** start **

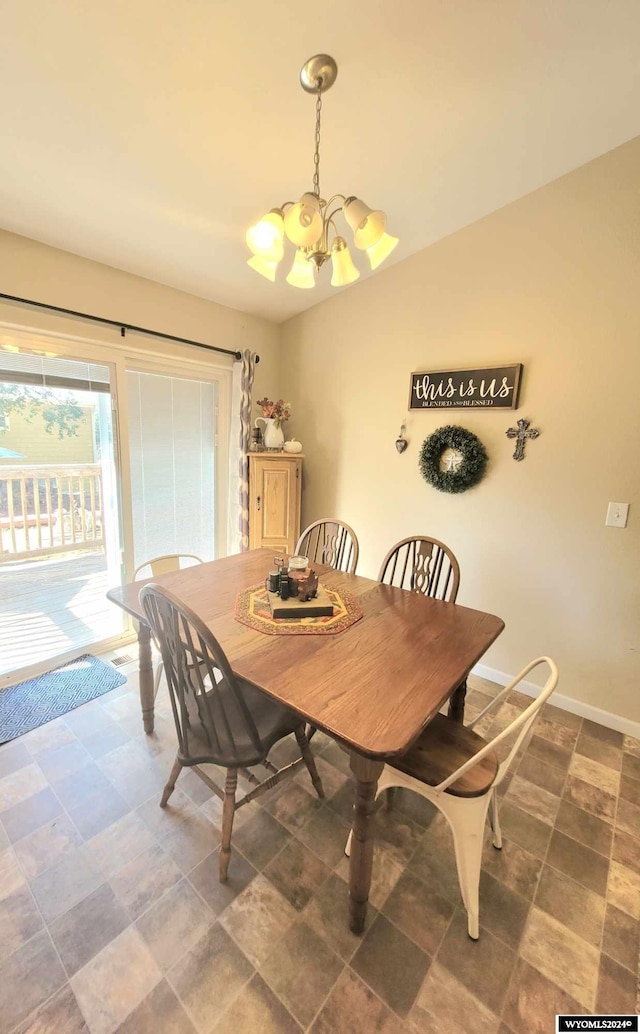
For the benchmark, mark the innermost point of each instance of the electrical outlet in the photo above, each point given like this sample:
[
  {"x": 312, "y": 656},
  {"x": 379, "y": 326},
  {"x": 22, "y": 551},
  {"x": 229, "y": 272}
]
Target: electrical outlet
[{"x": 617, "y": 514}]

** end **

• Short exercise: Reproduce all the data above without the pictures, multiplying the x and y coordinates in each answer by 0.6 and rounding to whole numbers, with halves rounded up. Keep every other line, including the sample coordinates given before each answer, unchanged.

• Correct answer:
For the benchmark, mark the innermost point of each instance of the electrical outlet in the photo above, each point given like this sample:
[
  {"x": 312, "y": 656},
  {"x": 379, "y": 326},
  {"x": 22, "y": 551},
  {"x": 229, "y": 272}
]
Target: electrical outlet
[{"x": 370, "y": 308}]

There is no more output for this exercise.